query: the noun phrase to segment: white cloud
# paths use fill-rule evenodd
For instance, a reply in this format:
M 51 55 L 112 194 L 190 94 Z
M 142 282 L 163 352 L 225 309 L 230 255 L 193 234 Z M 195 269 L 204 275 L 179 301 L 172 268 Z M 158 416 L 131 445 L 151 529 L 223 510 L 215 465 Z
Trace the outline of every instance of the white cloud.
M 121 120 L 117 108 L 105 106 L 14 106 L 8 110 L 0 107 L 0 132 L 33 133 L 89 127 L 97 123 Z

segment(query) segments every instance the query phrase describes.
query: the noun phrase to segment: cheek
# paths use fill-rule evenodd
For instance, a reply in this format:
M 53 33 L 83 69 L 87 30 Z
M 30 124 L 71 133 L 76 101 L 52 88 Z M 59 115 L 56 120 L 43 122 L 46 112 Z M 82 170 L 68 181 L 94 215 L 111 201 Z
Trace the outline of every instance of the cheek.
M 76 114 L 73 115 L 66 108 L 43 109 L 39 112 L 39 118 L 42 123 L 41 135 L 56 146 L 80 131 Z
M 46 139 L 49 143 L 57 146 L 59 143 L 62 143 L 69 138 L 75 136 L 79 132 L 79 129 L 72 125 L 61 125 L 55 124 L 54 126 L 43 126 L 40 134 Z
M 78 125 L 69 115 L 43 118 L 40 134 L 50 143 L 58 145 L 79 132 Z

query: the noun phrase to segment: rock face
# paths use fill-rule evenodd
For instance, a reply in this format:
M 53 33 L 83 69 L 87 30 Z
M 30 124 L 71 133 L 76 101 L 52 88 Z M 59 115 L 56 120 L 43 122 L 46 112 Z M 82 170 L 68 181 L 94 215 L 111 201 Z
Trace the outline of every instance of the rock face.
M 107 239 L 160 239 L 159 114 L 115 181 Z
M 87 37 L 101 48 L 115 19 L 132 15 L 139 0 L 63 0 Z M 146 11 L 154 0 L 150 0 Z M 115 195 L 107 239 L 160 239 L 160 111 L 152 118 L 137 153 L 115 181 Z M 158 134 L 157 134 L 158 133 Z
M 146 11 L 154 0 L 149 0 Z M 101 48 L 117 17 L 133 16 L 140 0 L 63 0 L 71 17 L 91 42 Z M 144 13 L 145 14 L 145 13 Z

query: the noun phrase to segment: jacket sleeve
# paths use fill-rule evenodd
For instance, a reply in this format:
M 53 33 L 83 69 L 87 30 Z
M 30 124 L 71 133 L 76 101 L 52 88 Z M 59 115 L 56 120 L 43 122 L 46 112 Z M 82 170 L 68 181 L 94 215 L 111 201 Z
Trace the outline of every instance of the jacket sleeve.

-*-

Wherever a line contains the string "query", copy that line from the data.

query: the noun phrase to segment: white cloud
segment(query) segments every instance the query phrase describes.
query: the noun phrase to segment: cheek
query: the noun phrase to segment: rock face
query: the noun phrase to segment: jacket sleeve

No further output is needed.